#### [Questions on the material]
- 1) According to the article on Berkeley's Salamanca mining project, in which municipality is the mine located?
- 2) Using the article on Berkeley's Salamanca mining project, explain why the company moved its European Union headquarters to Madrid.
- 3) Extend the article on Berkeley's Salamanca mining project with the next part, picking up after its final sentence.

#### [Extracted text]
= = = = =
Berkeley's mining project in Salamanca continues to pass its milestones

It has already invested the 100 million euros planned in 2016 and will create more than a thousand jobs

The Australian mining company Berkeley continues to advance its Salamanca project, namely the operation of what it claims will be the largest uranium mine in Europe. Located in the municipality of Retortillo in the province of Salamanca, the company's first public communiqué was in 2016, when it announced an investment of 100 million euros and the creation of 450 direct jobs.

In these five years the project has continued to grow and advance through a process that is unavoidably lengthy due to the legal regulations governing this type of enterprise. Late last year, Berkeley issued a press note confirming that this project is being developed to the highest international standards of sustainable mining. "The company's commitment to health, safety and the environment is a priority," it said.

Certified sustainability
In fact, the Salamanca project has already received certificates in Sustainable Mining (UNE 22470-80), Environmental Management (ISO 14001) and Health and Safety (OHSAS 18001) from AENOR. In another development, earlier this year the company strengthened its ties with Spain: on 1 January, after Brexit became official, it moved its European Union headquarters to Madrid in order to negotiate its shares, although the company continues to trade on the London and Australian stock exchanges.
= = = = =
#### [Dataset section]
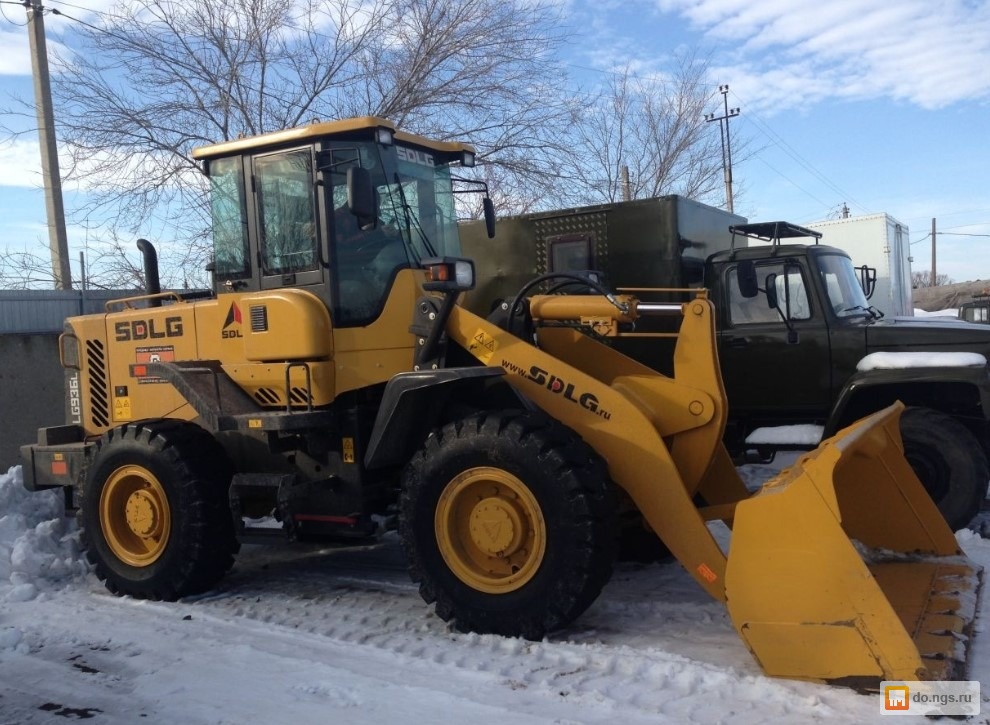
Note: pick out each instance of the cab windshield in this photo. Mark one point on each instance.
(842, 286)
(414, 219)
= = = = =
#### [Answers to the problems]
- 1) The mine is located in Retortillo, in the province of Salamanca.

- 2) On 1 January, after Brexit became official, Berkeley moved its European Union headquarters to Madrid so that it could negotiate its shares. It still trades on the London and Australian stock exchanges.

- 3)
Last December the Ministry for Ecological Transition and Demographic Challenge renewed the initial authorization for the uranium concentrate plant as a radioactive facility. The original authorization was up for renewal, as it was issued in September 2015 and was valid for five years. This renewal was approved by the Nuclear Security Council in July.

Favourable reports
The company is now pending the final construction licence for the plant, for which it submitted the application in 2016. It is the only licence still pending before starting the construction and subsequent operation of the mine, after the urban planning licence was granted by the municipality of Retortillo in August 2020. The project has already been granted over 120 permits, and has received favourable reports from the authorities at the local, regional, national and European Union levels.

According to the online newspaper, Berkeley has already invested more than 94 of the 100 million euros initially envisaged in the project, and will have invested a total of 400 million euros by the completion of the operation. It also reports that 60 positions have been created so far, with plans to reach a total of 1,000 direct and indirect jobs.